**Trechos dos dados:**
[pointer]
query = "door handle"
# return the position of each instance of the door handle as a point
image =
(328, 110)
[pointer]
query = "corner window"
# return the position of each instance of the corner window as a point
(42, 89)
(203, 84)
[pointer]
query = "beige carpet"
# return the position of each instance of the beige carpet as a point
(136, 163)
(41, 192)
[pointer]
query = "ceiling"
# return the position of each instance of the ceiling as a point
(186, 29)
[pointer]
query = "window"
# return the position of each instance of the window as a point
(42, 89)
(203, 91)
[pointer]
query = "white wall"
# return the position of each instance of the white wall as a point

--

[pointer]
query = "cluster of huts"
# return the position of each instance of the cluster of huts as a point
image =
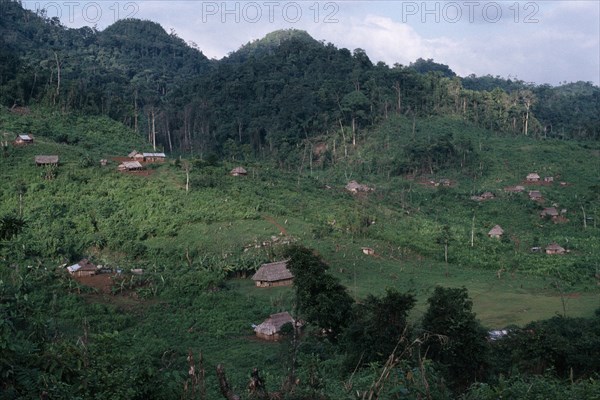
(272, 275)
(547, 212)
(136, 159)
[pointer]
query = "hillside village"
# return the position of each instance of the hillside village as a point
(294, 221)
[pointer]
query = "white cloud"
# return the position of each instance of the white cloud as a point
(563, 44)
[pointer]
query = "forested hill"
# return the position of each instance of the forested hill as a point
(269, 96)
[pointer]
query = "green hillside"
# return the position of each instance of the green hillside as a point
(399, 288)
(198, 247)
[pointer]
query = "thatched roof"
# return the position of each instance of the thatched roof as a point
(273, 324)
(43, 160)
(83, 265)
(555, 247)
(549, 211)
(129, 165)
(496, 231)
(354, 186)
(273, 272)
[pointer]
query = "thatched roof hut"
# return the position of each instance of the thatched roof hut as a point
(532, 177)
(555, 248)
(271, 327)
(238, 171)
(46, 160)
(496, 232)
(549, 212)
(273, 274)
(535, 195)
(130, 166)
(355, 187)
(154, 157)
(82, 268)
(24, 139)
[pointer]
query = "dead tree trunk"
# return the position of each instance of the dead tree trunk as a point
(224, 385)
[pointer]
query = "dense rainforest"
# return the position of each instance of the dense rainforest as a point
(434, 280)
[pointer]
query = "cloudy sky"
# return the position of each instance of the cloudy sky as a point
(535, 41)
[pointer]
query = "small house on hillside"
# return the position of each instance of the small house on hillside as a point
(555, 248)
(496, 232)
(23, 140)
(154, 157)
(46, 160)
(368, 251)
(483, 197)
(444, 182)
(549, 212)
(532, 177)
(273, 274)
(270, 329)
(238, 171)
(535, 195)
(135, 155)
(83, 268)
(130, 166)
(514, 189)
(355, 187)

**Tarefa proposta:** Separe nos registros acima cada linha em que aparece a palavra "dense" e copie essas linhas.

**Resultado da tarefa:**
query = "dense rainforest"
# return the position of each instance of the dense rainforest as a point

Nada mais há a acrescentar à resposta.